Object position labeling entries:

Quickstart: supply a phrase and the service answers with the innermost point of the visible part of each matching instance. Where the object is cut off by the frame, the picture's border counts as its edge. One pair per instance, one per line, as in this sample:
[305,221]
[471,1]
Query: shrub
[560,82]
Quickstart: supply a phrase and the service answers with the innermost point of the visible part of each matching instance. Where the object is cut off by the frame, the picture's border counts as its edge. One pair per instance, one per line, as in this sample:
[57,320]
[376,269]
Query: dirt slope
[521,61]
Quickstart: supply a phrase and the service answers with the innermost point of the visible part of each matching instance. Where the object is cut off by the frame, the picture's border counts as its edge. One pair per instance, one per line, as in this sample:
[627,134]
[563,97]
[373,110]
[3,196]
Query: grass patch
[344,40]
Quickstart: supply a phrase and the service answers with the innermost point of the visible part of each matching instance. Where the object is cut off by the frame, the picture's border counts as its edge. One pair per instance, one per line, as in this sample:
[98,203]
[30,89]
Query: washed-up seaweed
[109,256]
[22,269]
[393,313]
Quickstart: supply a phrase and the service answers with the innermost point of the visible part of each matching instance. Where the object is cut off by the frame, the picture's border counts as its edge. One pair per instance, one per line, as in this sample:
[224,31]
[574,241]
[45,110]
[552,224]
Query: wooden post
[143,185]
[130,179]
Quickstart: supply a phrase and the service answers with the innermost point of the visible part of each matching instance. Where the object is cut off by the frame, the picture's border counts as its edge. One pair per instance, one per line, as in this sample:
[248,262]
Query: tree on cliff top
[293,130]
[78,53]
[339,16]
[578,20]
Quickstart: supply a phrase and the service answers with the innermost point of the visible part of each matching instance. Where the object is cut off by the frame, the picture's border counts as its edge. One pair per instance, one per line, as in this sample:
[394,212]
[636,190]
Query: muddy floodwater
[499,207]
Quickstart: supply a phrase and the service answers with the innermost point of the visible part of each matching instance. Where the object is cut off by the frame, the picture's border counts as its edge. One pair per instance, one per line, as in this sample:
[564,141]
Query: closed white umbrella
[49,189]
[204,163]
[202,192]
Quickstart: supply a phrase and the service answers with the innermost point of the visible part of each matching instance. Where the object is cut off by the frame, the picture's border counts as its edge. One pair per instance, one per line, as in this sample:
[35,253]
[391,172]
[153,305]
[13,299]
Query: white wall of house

* **Exercise requirements**
Reproduce the data in its entirety, matching each character.

* **Answer in full**
Quickstart: supply a phrase and the service answers with the innermost point of the visible part of each matching instance. Where the object is cut off by the frame, the picture's border counts as its edge. One pair per instance, one per line, as in this sample:
[305,221]
[471,1]
Query: shrub
[560,82]
Quickstart: supply a phrase and the service answers with the innermost point of the visible part of each matching instance. Where the object is cut off by the frame, the picture's border counts as its edge. One pair per instance, one per line, as in this sample:
[57,320]
[376,269]
Query: dirt slope
[521,61]
Quickstart: supply a phrase and the service answers with the innermost point of the visible part of each matching instance. Where the object is cut off by the frame, the picture's border counts as its edge. One pair per instance, one per line, as in this sample:
[627,134]
[563,97]
[373,110]
[3,196]
Query: grass patch
[344,40]
Quickstart: supply a phrase and the service answers with the innermost point of the visible part of each matching instance. Where the object is cut off by the frame, the picture's border counts as its edge. One pair per instance, one per line, as in this sample:
[98,203]
[30,89]
Query: washed-up seaweed
[109,256]
[22,269]
[393,313]
Quickstart: supply a phrase and the service answers with the innermost point of the visible part of each matching instance. Where the object is cut off by the frame, the picture's border counts as its edge. One pair per instance, one per line, as in this sample:
[224,31]
[574,241]
[45,110]
[552,224]
Query: wooden post
[143,185]
[130,179]
Quickstart: supply a phrase and the service answers with the innermost point of the visible part of each matching instance. Where the object is cut off by the frame, the picture's border counts as its edge. One pair per instance, one per line, as in this sample:
[248,262]
Query: tree on cliff top
[293,130]
[78,53]
[339,16]
[578,20]
Quickstart: supply a phrase and the service answers with the innermost point of the visible part of each matching instance. Where the object is cut off by the frame, the picture's border counts as its edge. One pair per instance, one per line, as in this sample:
[394,212]
[636,190]
Query: muddy floodwater
[499,207]
Quickstart: supply a phrase and the service answers with the innermost point of the visible part of each matching instance. Where the object is cut off by the frame, the picture's border counts as its edge. One pair per instance, one per line, as in this sample:
[564,141]
Query: closed white umbrella
[49,189]
[204,163]
[202,192]
Quickstart: supply a phrase and the service answers with the innermost point of the visible part of each matching instance. Where the object is cut off by the frame, the picture's border counts as its edge. One pair per instance, one per line, as in this sample:
[35,253]
[391,172]
[153,305]
[13,299]
Query: white wall of house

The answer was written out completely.